**TEXTE:**
·····
Un constat que ne renie pas Jean-Louis Missika, adjoint au maire de Paris chargé de l’innovation : « Nous vivons une période de transformation profonde. Quand il y a ce type de rupture technologique, c’est l’ensemble des secteurs de la société qui sont transformés et il n’y a aucune raison pour que la politique ne soit pas transformée ». L’élu perçoit l’open data comme une brique dans cette nouvelle forme de gouvernance entre gouvernants et gouvernés dans une ville qui serait coproduite. Afin de parvenir à cela, les asymétries d’information actuelles doivent être réduites : « pour lutter contre cette asymétrie de l’information, il faut ouvrir les données afin qu’elles puissent être traitées par tous ». Pour le sociologue des médias, la ville doit se gérer un peu comme une entreprise avec un contrat de performance qu’elle garantirait à ses concitoyens. Jusqu’à aujourd’hui, l’organisation de la plupart des villes du monde se fait en silos : des directions puissantes qui communiquent peu entre elles, contribuant ainsi à l’inertie de la puissance publique telle que les citoyens se l’imaginent volontiers. Il apparaît aujourd’hui nécessaire de décloisonner et d’assurer les transversalités entre les différents services de la ville : « ce modèle est une révolution par rapport aux modèles d’organisations dans les villes du monde entier », ajoute-t-il.
Michael Cross, journaliste au Guardian et initiateur du mouvement de l’open data (Free our data) en Europe est revenu sur la transparence permise par l’ouverture des données. Une transparence perceptible notamment depuis l’élection du nouveau gouvernement anglais.
François Bancilhon, CEO du site Data-publica, un annuaire de données lancé en septembre dernier, expliquait quant à lui que l’ouverture des données allait permettre aux citoyens d’accéder en plus grand nombre à l’ensemble des données produites pour pouvoir « optimiser les systèmes, de transport, d’énergie, de livraison de marchandises… et définir les stratégies du futur ». Et ainsi anticiper des catastrophes sanitaires telles que la canicule de 2003 ou le blocage de l’autoroute A6 en décembre dernier.
L’open data est donc bien une condition de succès à l’implication des utilisateurs, permettant non seulement une co-conception, mais également une conception par les utilisateurs. Dans le rapport de la FING, il est bien signalé les nombreux avantages : décloisonner l’action publique, rendre l’action publique plus lisible, inviter au partage et à la collaboration, créer des bases communes, et améliorer l’attractivité des territoires.
« Les acteurs du tourisme peuvent proposer aux publics qu'ils connaissent bien des services plus complets, des informations plus riches – et peuvent contribuer à en traduire une plus grande partie, et dans d'autres langues, que ce que des organismes publics aux moyens limités,proposent. Des entreprises cherchant à s'implanter, des familles cherchant à se loger, peuvent disposer d'une connaissance plus fine du tissu économique, d'une meilleure vision des services accessibles ou de la vitalité de la vie locale. L’ouverture en elle-même, et son effet mobilisateur, sont déjà des moyens d’animer une dynamique positive rejaillissant sur l’image de la collectivité, de son territoire. Les démarches ludiques - concours, etc. - de stimulation de la réutilisation des données, ou d’enrichissement participatif de celles-ci constituent à elles seules de nouveaux modes de relations aux publics locaux comme extérieurs au territoire. »
·····
**EXTRAITS DES ENTRÉES:**
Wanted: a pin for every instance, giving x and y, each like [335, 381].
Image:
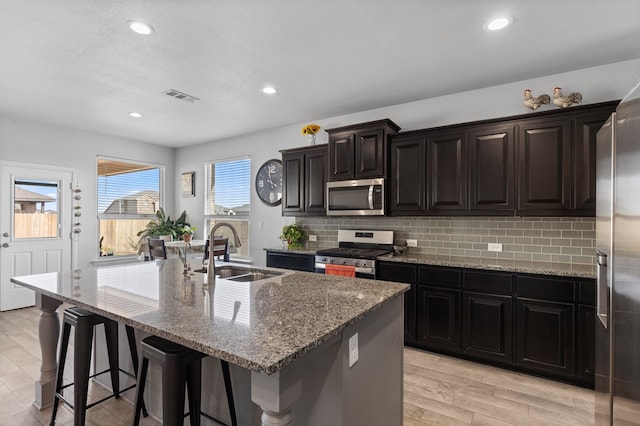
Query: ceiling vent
[179, 95]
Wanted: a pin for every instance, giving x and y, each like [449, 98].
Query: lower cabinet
[532, 323]
[487, 327]
[545, 336]
[438, 316]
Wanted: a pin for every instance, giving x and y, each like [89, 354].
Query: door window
[36, 209]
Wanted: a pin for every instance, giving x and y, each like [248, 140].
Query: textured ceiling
[76, 63]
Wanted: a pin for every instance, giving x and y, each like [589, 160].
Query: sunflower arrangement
[310, 129]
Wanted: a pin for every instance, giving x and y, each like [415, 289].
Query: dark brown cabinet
[360, 151]
[534, 165]
[447, 171]
[408, 180]
[304, 175]
[404, 273]
[544, 165]
[584, 161]
[487, 316]
[492, 168]
[545, 324]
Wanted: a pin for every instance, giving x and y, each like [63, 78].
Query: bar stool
[84, 322]
[179, 364]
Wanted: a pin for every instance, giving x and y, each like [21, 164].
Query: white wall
[598, 84]
[26, 141]
[29, 142]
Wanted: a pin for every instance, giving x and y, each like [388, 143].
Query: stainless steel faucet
[211, 269]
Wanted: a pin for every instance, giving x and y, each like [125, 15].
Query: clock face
[269, 182]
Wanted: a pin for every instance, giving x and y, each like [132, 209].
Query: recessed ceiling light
[140, 27]
[498, 23]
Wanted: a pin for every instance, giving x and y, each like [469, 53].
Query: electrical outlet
[353, 349]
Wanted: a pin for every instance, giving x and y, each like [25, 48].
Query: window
[128, 197]
[228, 199]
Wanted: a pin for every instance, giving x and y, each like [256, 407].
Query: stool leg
[194, 383]
[173, 380]
[83, 340]
[227, 386]
[131, 339]
[64, 344]
[142, 378]
[111, 335]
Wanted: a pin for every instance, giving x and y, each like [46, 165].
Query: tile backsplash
[544, 239]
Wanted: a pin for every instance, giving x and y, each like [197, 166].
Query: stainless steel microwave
[363, 197]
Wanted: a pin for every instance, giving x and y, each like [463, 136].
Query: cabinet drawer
[440, 277]
[390, 271]
[488, 282]
[553, 289]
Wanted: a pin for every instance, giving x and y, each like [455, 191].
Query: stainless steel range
[358, 248]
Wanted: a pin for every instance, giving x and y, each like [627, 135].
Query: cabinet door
[293, 183]
[584, 170]
[487, 326]
[341, 156]
[545, 336]
[544, 166]
[408, 176]
[438, 318]
[586, 342]
[315, 193]
[492, 168]
[447, 171]
[370, 154]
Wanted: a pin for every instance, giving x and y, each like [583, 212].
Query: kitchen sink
[240, 274]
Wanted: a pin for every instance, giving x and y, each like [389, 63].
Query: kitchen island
[290, 334]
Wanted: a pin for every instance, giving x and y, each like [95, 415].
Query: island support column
[275, 395]
[48, 333]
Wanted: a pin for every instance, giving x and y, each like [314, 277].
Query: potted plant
[293, 234]
[163, 225]
[187, 232]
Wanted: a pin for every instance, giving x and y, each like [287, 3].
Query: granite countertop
[262, 326]
[522, 266]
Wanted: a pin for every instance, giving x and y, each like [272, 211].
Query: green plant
[293, 235]
[164, 225]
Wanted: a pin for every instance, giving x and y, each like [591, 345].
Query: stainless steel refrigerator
[617, 334]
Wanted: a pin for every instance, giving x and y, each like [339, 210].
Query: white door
[35, 227]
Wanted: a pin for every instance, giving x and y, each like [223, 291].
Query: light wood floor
[438, 390]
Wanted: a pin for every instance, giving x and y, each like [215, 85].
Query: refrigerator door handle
[602, 302]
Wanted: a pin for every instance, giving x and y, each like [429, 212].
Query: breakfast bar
[318, 349]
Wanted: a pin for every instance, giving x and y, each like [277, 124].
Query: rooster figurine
[534, 103]
[564, 101]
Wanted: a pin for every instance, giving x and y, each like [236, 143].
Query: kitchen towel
[342, 270]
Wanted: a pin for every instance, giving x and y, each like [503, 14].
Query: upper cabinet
[544, 166]
[360, 151]
[540, 164]
[304, 176]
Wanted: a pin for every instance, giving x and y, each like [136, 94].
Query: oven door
[361, 272]
[363, 197]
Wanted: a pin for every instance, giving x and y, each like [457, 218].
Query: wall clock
[269, 182]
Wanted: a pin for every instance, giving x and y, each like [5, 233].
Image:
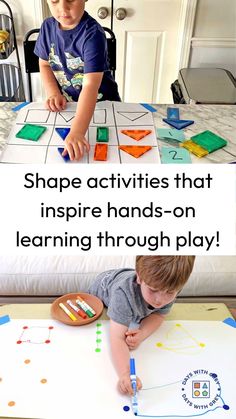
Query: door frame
[187, 20]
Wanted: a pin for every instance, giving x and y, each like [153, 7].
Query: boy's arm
[121, 357]
[147, 326]
[55, 100]
[150, 324]
[75, 141]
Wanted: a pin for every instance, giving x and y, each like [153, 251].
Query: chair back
[11, 88]
[32, 61]
[111, 50]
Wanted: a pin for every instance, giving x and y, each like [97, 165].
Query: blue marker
[134, 399]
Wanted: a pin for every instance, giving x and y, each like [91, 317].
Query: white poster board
[116, 116]
[49, 370]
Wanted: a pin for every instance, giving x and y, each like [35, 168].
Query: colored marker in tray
[77, 309]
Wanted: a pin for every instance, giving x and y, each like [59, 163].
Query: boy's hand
[134, 338]
[56, 103]
[124, 384]
[75, 145]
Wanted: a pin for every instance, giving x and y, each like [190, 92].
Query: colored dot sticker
[126, 408]
[43, 381]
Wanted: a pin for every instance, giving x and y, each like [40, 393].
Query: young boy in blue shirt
[72, 51]
[137, 302]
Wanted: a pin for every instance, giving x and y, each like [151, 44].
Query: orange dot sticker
[43, 381]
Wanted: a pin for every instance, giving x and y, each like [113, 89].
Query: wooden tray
[58, 314]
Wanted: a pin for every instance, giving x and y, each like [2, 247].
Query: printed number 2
[174, 155]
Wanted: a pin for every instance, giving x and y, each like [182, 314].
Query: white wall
[214, 36]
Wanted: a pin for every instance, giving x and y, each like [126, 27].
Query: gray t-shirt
[120, 292]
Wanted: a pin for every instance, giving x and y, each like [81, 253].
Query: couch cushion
[56, 275]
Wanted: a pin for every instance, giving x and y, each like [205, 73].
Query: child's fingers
[131, 332]
[139, 384]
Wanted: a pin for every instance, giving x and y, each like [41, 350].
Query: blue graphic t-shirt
[75, 52]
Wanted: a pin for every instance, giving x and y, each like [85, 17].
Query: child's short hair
[164, 272]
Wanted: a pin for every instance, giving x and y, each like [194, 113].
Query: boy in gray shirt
[137, 302]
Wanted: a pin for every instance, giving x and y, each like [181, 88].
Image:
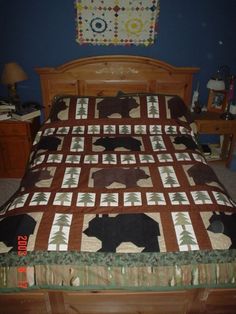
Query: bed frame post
[57, 304]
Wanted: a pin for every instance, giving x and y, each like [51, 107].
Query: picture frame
[217, 101]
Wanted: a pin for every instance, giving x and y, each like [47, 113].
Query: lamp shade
[13, 73]
[216, 84]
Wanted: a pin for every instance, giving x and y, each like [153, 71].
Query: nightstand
[211, 123]
[16, 138]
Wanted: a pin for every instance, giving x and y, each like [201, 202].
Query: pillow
[133, 106]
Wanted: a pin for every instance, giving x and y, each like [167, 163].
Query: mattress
[118, 195]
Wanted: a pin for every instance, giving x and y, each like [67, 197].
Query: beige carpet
[227, 177]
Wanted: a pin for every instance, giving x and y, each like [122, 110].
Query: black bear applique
[203, 174]
[139, 229]
[111, 105]
[13, 226]
[111, 143]
[186, 140]
[128, 177]
[226, 224]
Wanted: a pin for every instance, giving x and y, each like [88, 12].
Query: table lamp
[11, 75]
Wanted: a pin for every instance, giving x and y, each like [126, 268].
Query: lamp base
[227, 116]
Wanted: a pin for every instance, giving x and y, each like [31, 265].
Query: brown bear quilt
[118, 194]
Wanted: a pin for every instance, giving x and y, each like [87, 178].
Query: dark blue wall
[198, 33]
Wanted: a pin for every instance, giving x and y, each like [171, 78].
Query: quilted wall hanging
[116, 22]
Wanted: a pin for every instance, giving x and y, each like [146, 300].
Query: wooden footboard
[69, 302]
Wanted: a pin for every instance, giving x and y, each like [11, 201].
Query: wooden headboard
[106, 75]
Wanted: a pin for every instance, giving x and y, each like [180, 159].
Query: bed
[118, 211]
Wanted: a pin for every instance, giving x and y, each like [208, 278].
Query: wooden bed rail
[192, 301]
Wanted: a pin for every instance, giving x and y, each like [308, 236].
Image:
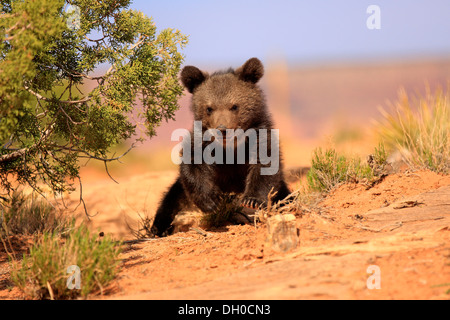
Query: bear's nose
[222, 128]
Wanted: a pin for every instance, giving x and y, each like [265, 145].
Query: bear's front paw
[156, 232]
[253, 203]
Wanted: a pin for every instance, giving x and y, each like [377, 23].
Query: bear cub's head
[227, 99]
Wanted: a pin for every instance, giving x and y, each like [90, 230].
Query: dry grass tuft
[419, 128]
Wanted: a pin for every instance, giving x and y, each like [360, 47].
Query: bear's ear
[251, 71]
[192, 77]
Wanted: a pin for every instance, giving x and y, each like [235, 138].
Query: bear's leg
[199, 185]
[258, 186]
[171, 204]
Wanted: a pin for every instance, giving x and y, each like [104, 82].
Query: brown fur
[224, 100]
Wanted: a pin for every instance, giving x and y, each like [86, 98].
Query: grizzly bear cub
[224, 101]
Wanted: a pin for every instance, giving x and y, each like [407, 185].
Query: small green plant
[329, 169]
[419, 128]
[44, 272]
[31, 214]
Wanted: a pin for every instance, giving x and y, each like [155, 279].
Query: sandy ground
[401, 225]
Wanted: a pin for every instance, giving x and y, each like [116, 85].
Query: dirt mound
[351, 229]
[401, 226]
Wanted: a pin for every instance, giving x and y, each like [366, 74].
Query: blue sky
[304, 32]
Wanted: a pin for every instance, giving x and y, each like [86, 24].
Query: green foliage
[420, 129]
[48, 118]
[30, 214]
[43, 273]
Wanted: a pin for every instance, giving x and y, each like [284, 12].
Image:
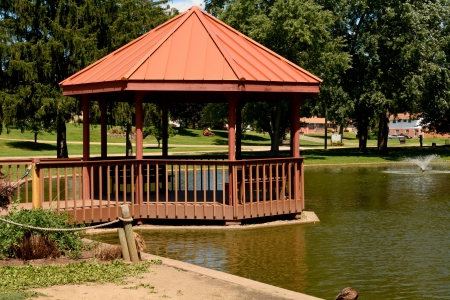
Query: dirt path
[176, 280]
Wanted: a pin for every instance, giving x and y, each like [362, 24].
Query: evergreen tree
[298, 31]
[47, 41]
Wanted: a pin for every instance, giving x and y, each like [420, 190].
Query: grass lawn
[315, 154]
[18, 144]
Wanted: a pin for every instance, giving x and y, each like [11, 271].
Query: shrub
[15, 241]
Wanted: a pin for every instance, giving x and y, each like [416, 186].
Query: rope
[65, 229]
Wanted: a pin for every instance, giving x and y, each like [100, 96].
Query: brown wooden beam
[139, 123]
[86, 152]
[296, 102]
[103, 128]
[165, 127]
[186, 86]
·····
**CONSIGNES À RESPECTER:** Recopiez, s'il vous plaît, le passage du texte sur l'open data en commençant par « Michael Cross, journaliste » et en allant jusqu'à « en décembre dernier. », en substituant « répertoire » à « annuaire ».

**RÉSULTAT OBTENU:**
Michael Cross, journaliste au Guardian et initiateur du mouvement de l’open data (Free our data) en Europe est revenu sur la transparence permise par l’ouverture des données. Une transparence perceptible notamment depuis l’élection du nouveau gouvernement anglais.
François Bancilhon, CEO du site Data-publica, un répertoire de données lancé en septembre dernier, expliquait quant à lui que l’ouverture des données allait permettre aux citoyens d’accéder en plus grand nombre à l’ensemble des données produites pour pouvoir « optimiser les systèmes, de transport, d’énergie, de livraison de marchandises… et définir les stratégies du futur ». Et ainsi anticiper des catastrophes sanitaires telles que la canicule de 2003 ou le blocage de l’autoroute A6 en décembre dernier.